→ Text shown
····················

Wednesday, December 26, 2018

Sanjeev Arora: Interview with John Urschel at Heidelberg Laureate Forum

The Heidelberg Laureate Forum (HLF) is an organization devoted to encouraging interaction between extremely distinguished senior scholars and researchers in Computer Science and Mathematics (the Laureates) and early career academics (graduate students and postdocs). The  Forum works with a number of other organizations in the events it hosts - including the Association for Computational Machinery (ACM), the International Mathematical Union, the Norwegian Academy of Science and Letters (which also awards the Abel Prize) and the Lindau Nobel Laureate Meetings.

This video shows Prof Sanjeev Arora, interacting with MIT graduate student John Urschel. Among others who attended the Heidelberg Laureate Forum in 2018 along with him, to name just a few, were: Michael Atiyah, Vinton Cerf,  Jeff Dean, Richard Karp, Les Valiant and SRS Varadhan.
I blog the video for the insight it provides into Prof Arora's working style and working philosophy  (such as how to pick problems to work on). I hope this blog post will make the video  more accessible to search engines, encouraging more people to watch the full video. In the blog I will quote near-verbatim some of the answers, again hoping that will whet people's appetite for the full video. There is some inevitable paraphrasing, so please do not rely on this post as a transcript! (Occasionally I have also added emphasis in italics, but this is only my own editorial judgment. The video also contains some  interjecting remarks from the video director behind the camera, to clarify a point or to seek additional explanation. These are very useful indeed, but I have not explicitly referred to them).

In choosing to pair Urschel and Arora in conversation, the video director appears to have deliberately chosen two people who have reasonably similar academic interests, but also fairly contrasting personal styles. There is some initial awkwardness in the conversation, but overall it is an excellent choice of conversationalists.

The video begins with Urschel asking Arora what were some of the most interesting recent topics he had come across in the field of neural nets and deep learning.

Arora: (I have learned about) New architectures and algorithms that enable neural nets to learn and generalize better, such as batch normalization, residual nets, ReLU (rectified linear unit) networks, dense nets and similar topics...

The conversation moves along, and then Urschel asks Arora how he came to work in the field of neural nets (since Arora had earlier worked on computational complexity and optimization problems, which are more mainstream in Computer Science). What I would note also is that Prof Arora, through  his work on machine learning and deep networks, has actually managed to mainstream such work within Computer Science (and to some extent within Mathematics). 

Arora: I did not start with a preconceived idea of what to work on… but took up interesting issues as they came up – as opposed to colleagues who made a certain area their own for one or two decades…sometimes a newcomer can look at things in a new way… as happened with me and the Euclidean Traveling Salesman Problem (TSP)… if you do that often enough, you can get lucky… the main ingredient is not to be afraid of problems…in Computer Science most of our problems are very close to the source…and rather new… sometimes even the definition of the problem is not fixed… …and since there’s no end to learning, one can learn on the job (rather than have to study everything that was done before)… and most of our stuff is not very deep mathematics…
The conversation again rolls along, and then Urschel asks Arora what he had learned specifically at the Heidelberg International Forum...

····················

→ Data lines
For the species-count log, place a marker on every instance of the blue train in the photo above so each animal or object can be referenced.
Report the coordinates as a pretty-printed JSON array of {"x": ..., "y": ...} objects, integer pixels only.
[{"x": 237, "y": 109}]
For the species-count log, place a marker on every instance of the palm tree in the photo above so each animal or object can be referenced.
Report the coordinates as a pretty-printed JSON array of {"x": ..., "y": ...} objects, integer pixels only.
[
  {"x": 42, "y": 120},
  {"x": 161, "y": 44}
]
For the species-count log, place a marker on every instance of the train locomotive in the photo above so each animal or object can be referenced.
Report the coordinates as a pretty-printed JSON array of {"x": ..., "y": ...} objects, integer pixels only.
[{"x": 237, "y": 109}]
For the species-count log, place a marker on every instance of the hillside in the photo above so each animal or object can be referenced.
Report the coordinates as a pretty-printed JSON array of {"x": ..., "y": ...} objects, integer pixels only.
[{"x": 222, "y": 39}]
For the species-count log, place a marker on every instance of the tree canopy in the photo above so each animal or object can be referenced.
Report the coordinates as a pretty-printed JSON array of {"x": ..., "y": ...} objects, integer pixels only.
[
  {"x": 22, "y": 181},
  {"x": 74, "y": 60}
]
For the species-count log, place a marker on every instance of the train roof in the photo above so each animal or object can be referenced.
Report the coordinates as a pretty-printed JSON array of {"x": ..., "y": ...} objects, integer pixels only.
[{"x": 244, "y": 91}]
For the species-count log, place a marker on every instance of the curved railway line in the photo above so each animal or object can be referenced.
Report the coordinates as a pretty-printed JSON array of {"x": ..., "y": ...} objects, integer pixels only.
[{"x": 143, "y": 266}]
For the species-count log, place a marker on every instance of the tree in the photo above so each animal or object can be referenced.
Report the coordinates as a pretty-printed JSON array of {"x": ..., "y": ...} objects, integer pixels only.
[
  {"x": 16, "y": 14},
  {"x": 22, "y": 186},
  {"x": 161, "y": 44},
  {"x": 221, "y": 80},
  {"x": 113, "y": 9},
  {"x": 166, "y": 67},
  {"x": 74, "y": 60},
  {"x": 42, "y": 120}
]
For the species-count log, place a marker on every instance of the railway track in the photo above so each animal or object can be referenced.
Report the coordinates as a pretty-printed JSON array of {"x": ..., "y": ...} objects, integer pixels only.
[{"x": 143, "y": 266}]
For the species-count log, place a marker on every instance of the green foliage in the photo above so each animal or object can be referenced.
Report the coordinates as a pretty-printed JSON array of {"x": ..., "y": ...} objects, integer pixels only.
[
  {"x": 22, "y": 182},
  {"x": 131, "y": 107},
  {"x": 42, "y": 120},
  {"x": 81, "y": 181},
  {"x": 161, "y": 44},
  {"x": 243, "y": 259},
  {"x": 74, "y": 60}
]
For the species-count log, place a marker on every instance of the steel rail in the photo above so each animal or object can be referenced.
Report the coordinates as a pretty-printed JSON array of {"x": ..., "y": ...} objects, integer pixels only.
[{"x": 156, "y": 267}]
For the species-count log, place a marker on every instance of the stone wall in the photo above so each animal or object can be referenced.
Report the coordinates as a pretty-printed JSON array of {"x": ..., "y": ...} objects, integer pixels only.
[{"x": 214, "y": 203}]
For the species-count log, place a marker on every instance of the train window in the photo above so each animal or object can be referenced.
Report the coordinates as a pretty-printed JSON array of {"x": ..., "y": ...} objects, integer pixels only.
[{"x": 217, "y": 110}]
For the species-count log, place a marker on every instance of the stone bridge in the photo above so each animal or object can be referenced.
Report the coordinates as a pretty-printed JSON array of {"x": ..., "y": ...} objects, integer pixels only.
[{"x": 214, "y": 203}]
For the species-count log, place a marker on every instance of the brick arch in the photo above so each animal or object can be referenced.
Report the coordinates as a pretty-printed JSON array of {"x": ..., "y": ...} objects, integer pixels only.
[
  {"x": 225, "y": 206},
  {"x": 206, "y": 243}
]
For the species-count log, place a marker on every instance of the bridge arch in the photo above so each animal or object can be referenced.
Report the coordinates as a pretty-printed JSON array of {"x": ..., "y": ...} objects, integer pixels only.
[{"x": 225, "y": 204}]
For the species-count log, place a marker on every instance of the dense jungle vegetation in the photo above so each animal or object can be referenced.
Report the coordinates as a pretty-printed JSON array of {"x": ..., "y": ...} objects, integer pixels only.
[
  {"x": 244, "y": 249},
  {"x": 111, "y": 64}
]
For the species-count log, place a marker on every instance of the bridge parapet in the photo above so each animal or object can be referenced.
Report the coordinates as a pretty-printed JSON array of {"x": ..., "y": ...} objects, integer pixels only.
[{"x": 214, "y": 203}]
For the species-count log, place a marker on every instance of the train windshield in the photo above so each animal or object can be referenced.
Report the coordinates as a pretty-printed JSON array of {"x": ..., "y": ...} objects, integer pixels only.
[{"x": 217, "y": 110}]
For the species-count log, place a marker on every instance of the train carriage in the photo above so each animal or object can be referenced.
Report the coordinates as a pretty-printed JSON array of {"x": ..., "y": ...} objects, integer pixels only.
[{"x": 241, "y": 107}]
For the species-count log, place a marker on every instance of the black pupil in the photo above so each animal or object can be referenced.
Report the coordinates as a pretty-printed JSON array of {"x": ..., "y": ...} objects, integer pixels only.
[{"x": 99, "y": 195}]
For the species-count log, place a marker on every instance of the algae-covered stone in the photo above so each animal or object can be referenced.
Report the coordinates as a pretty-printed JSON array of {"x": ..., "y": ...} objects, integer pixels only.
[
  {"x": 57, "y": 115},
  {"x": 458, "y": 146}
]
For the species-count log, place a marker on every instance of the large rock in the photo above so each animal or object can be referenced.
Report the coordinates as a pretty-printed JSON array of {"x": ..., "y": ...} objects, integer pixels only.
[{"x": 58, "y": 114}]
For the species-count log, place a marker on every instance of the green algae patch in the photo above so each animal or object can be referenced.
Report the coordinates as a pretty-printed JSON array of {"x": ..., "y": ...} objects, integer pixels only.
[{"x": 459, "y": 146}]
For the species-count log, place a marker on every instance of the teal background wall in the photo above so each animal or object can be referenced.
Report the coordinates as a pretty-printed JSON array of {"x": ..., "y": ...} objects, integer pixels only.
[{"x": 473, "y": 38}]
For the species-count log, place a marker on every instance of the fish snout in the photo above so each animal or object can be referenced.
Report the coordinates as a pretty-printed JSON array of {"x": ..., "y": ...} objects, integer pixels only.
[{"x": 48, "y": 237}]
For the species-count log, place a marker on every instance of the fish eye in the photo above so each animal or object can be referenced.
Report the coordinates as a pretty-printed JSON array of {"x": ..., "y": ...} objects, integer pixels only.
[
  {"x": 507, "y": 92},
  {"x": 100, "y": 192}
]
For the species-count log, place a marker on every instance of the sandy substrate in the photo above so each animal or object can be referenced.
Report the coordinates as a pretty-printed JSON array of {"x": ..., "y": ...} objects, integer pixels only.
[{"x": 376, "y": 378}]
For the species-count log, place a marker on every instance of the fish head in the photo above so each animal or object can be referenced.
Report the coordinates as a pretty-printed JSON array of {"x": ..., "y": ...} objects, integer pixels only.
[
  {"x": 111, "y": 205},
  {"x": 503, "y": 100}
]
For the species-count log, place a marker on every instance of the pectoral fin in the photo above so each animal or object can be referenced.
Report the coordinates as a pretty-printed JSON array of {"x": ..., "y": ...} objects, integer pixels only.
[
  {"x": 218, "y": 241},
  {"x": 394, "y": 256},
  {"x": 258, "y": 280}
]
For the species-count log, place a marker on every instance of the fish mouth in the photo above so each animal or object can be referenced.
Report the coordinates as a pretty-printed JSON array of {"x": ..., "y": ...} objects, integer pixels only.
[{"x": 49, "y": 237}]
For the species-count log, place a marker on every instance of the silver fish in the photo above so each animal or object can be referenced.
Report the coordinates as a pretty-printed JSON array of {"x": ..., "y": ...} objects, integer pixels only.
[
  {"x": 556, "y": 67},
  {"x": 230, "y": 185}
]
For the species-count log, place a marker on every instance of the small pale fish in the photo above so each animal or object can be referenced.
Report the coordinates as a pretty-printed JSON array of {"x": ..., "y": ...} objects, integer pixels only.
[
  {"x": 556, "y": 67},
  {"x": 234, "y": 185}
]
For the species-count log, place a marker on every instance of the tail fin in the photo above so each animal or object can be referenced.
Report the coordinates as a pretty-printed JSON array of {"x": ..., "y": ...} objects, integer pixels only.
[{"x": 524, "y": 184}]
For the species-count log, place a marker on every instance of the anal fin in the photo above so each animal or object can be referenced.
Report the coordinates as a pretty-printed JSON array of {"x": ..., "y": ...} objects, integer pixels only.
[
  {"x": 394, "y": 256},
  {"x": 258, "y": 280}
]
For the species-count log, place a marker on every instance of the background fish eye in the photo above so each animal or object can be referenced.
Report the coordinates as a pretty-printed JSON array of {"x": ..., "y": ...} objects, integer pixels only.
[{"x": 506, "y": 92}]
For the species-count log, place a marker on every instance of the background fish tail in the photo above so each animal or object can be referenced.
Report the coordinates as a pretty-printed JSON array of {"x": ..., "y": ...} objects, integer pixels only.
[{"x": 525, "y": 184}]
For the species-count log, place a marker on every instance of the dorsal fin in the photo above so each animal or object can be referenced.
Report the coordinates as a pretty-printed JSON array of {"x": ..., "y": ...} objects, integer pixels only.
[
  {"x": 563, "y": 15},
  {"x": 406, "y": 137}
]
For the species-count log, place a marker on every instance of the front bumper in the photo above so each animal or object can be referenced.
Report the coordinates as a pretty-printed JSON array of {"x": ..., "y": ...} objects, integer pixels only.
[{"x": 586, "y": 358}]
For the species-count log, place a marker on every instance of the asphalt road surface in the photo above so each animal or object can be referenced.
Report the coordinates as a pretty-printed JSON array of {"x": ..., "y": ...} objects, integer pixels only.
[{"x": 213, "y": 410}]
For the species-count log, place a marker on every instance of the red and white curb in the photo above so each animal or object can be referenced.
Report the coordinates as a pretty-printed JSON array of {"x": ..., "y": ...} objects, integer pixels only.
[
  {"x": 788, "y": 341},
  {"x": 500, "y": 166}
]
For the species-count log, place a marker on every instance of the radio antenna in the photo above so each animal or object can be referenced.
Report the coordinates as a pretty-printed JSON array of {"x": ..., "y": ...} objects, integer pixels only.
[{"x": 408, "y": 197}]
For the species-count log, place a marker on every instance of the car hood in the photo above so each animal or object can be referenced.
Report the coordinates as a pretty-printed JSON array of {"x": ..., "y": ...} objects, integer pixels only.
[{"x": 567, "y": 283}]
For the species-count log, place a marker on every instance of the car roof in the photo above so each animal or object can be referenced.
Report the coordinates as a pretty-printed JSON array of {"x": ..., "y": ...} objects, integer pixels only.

····················

→ Tasks to carry out
(a) Summarize the blog post in two sentences.
(b) Repeat the part of the blog post starting at "In choosing to" and ending at "and deep learning.".
The listing has nothing to do with the blog post.

→ Expected results
(a) The blog post presents a video from the 2018 Heidelberg Laureate Forum in which Prof Sanjeev Arora talks with MIT graduate student John Urschel, and it quotes some of Arora's answers near-verbatim to encourage people to watch the full video. In it, Arora names new neural net architectures and algorithms he has learned about and explains that he took up interesting issues as they came up rather than starting with a preconceived idea of what to work on.

(b)
In choosing to pair Urschel and Arora in conversation, the video director appears to have deliberately chosen two people who have reasonably similar academic interests, but also fairly contrasting personal styles. There is some initial awkwardness in the conversation, but overall it is an excellent choice of conversationalists.

The video begins with Urschel asking Arora what were some of the most interesting recent topics he had come across in the field of neural nets and deep learning.